REQUIRED ACTIONS:
1: Rewrite the paragraph of the census passage that begins "On the Census form there's a box" as a short bulleted list, keeping its main facts.
2: Copy the part of the census passage starting at "Then there was" and ending at "If way back.", word for word.

Then there was the question on the Census form that asked if I were a "Person of Hispanic, Latino or Spanish origin" Not to the best of my knowledge, but surely there was a Sephardic Jew somewhere in the family line. If way back.

Once I was in Dushanbe, Tajikistan, deep in what was then the Soviet empire, and walking down the street was like looking in a mirror. Everybody looked like me. There was a strange, Stonehenge feel about the whole, eerie experience. It was Deja Vu magnified, as if I'd been here long ago. And the steppes of Central Asia would have been in the Sephardic belt. Granted, that's not very scientific evidence, but to me it was much realer. I felt it. Elusive yet persistent thing, ethnicity.

On the Census form there's a box to check for "American Indian or Alaska Native" with space to write in your tribe. (When I read that, my first thought was, "I know mine. I'm a Levite.") There were also about 10 varieties of Asians plus various Pacific Islanders listed. But no subdivisions for White or European, as if they were all the palefaced same, whether English, Scots-Irish, French, German, Italian, Russian, Scandinavian. … Not an exact science, census-taking.

DATASET EXTRACT:
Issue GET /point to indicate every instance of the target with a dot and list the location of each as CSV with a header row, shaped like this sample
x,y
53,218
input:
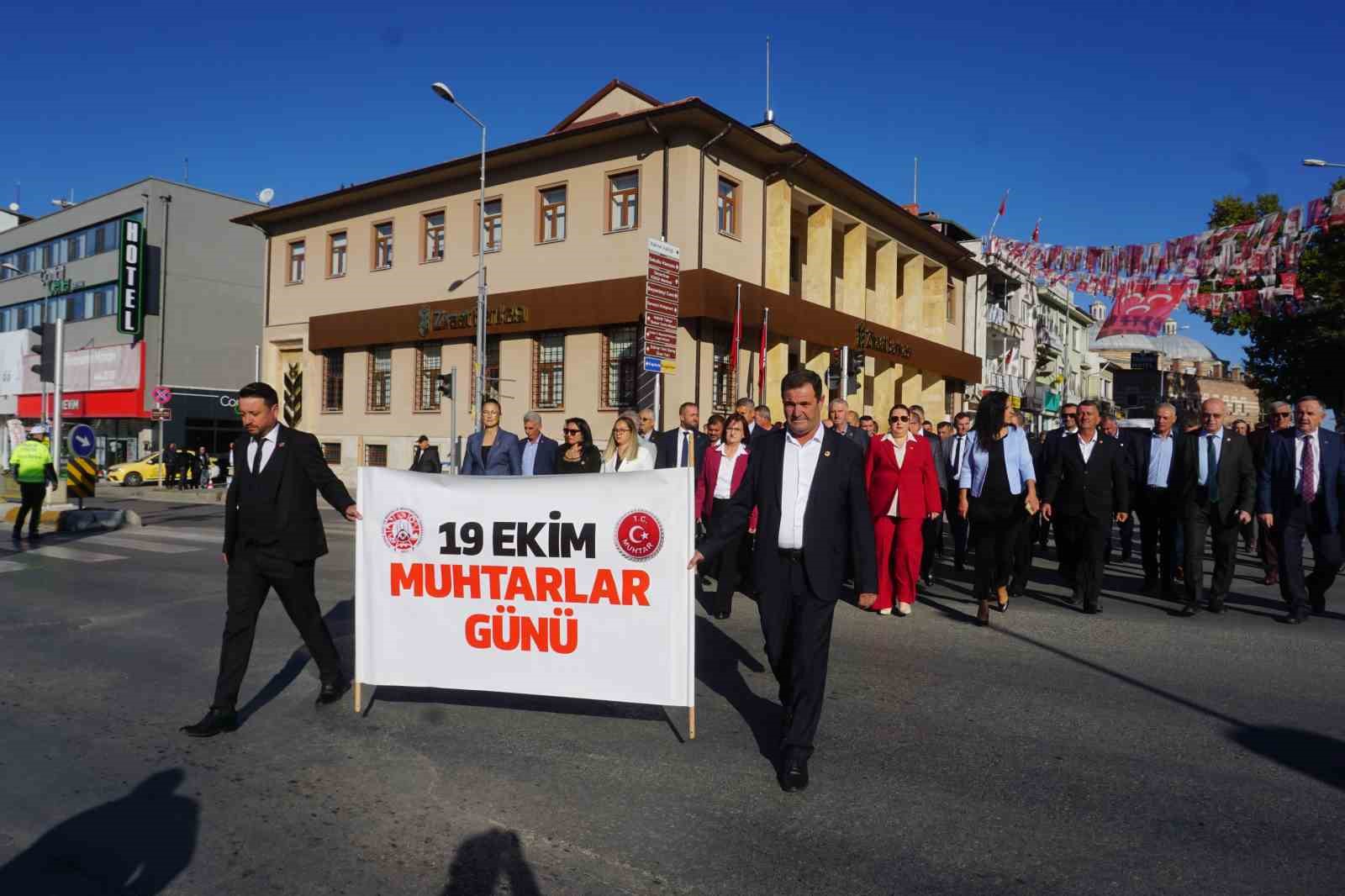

EXERCISE SOLUTIONS:
1:
- The Census form has a box for "American Indian or Alaska Native," with space to write in a tribe.
- On reading it, the writer's first thought was, "I know mine. I'm a Levite."
- The form also lists about 10 varieties of Asians and various Pacific Islanders.
- White or European has no subdivisions, so English, Scots-Irish, French, German, Italian, Russian and Scandinavian are all treated as the same.
- Census-taking is not an exact science.

2:
Then there was the question on the Census form that asked if I were a "Person of Hispanic, Latino or Spanish origin" Not to the best of my knowledge, but surely there was a Sephardic Jew somewhere in the family line. If way back.